[PROBLEM DETAILS]
Write out the whole listing word for word.

(Records excerpted from a collection)
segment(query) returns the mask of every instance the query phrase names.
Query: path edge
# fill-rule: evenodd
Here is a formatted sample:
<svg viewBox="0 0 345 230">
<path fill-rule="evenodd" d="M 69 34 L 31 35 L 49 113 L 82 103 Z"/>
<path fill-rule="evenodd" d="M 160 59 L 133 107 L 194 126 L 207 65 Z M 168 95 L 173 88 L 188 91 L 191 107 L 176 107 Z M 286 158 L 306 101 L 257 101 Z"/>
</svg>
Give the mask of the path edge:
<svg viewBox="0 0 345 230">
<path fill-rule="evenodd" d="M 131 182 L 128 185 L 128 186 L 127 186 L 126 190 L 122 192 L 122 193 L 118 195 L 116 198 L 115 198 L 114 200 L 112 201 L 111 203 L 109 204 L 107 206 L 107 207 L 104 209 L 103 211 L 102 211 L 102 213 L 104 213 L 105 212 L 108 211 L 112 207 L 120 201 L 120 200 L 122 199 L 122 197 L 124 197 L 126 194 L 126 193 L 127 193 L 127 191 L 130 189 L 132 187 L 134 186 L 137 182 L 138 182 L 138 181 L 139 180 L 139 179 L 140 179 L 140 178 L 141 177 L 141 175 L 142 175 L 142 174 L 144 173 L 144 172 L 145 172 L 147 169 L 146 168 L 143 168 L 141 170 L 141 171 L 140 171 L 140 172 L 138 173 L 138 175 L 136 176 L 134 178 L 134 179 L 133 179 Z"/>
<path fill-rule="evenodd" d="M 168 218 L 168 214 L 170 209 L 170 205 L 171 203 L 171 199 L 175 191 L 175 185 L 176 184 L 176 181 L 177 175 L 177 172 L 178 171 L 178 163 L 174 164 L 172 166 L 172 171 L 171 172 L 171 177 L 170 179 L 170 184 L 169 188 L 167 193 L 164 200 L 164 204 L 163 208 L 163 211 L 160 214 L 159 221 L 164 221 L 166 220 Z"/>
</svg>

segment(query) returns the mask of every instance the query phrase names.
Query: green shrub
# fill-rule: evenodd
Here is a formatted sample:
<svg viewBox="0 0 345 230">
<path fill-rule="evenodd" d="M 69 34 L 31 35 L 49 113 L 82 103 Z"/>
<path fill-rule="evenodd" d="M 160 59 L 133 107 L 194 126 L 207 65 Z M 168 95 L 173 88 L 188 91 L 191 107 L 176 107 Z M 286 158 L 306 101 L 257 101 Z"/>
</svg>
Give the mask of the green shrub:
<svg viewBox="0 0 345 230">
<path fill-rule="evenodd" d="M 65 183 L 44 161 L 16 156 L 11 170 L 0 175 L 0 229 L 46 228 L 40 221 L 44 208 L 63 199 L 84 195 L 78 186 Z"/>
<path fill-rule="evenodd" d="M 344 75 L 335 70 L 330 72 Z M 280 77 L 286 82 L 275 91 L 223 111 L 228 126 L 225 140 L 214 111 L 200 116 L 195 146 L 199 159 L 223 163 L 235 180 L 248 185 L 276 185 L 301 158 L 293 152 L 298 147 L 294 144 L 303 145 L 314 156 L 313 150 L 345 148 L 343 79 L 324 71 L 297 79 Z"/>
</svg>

[THE COMPLETED TASK]
segment(query) returns the mask of every instance the query phrase names.
Query: path edge
# fill-rule: evenodd
Here is a formatted sample:
<svg viewBox="0 0 345 230">
<path fill-rule="evenodd" d="M 69 34 L 31 35 L 49 113 L 82 103 Z"/>
<path fill-rule="evenodd" d="M 160 59 L 133 107 L 194 126 L 207 65 Z M 168 95 L 173 88 L 188 91 L 191 107 L 176 107 Z M 286 158 L 306 101 L 257 101 Z"/>
</svg>
Give the mask of the path edge:
<svg viewBox="0 0 345 230">
<path fill-rule="evenodd" d="M 131 182 L 128 185 L 128 186 L 127 186 L 126 190 L 122 192 L 122 193 L 118 195 L 116 198 L 115 198 L 114 200 L 112 201 L 111 203 L 109 204 L 107 206 L 107 207 L 104 209 L 103 211 L 102 211 L 102 213 L 104 213 L 105 212 L 108 211 L 112 207 L 120 201 L 120 200 L 122 199 L 122 197 L 124 197 L 126 194 L 126 193 L 127 193 L 127 191 L 130 189 L 132 187 L 134 186 L 137 182 L 138 182 L 138 181 L 139 180 L 139 179 L 140 179 L 140 178 L 141 177 L 141 175 L 142 175 L 142 174 L 144 173 L 144 172 L 145 172 L 147 169 L 146 168 L 143 168 L 141 170 L 141 171 L 140 171 L 140 172 L 138 173 L 138 175 L 136 176 L 134 178 L 134 179 L 133 179 Z"/>
<path fill-rule="evenodd" d="M 168 218 L 168 214 L 170 209 L 170 205 L 171 203 L 171 199 L 175 191 L 175 185 L 176 184 L 176 181 L 177 175 L 177 172 L 178 171 L 178 163 L 174 164 L 172 166 L 172 171 L 171 172 L 171 177 L 170 179 L 170 184 L 169 188 L 167 193 L 164 200 L 164 204 L 163 208 L 163 211 L 160 214 L 159 221 L 164 221 L 166 220 Z"/>
</svg>

segment(query) returns the mask of every instance the query phrase names.
Query: green shrub
# fill-rule: evenodd
Here is a formatted sample:
<svg viewBox="0 0 345 230">
<path fill-rule="evenodd" d="M 69 34 L 31 35 L 49 113 L 82 103 Z"/>
<path fill-rule="evenodd" d="M 160 59 L 133 107 L 194 126 L 207 65 Z M 168 95 L 173 88 L 188 91 L 191 107 L 176 107 Z M 286 158 L 306 101 L 257 101 Z"/>
</svg>
Give the mask of the green shrub:
<svg viewBox="0 0 345 230">
<path fill-rule="evenodd" d="M 65 183 L 44 161 L 16 156 L 11 170 L 0 175 L 0 229 L 46 228 L 40 221 L 44 208 L 63 199 L 84 195 L 78 186 Z"/>
<path fill-rule="evenodd" d="M 344 75 L 335 70 L 330 72 Z M 280 77 L 286 82 L 275 91 L 223 111 L 228 126 L 225 140 L 214 111 L 200 116 L 195 146 L 199 159 L 223 163 L 235 180 L 248 185 L 276 185 L 301 158 L 293 152 L 298 147 L 294 144 L 303 145 L 314 156 L 313 150 L 345 148 L 343 79 L 324 71 L 297 79 Z"/>
</svg>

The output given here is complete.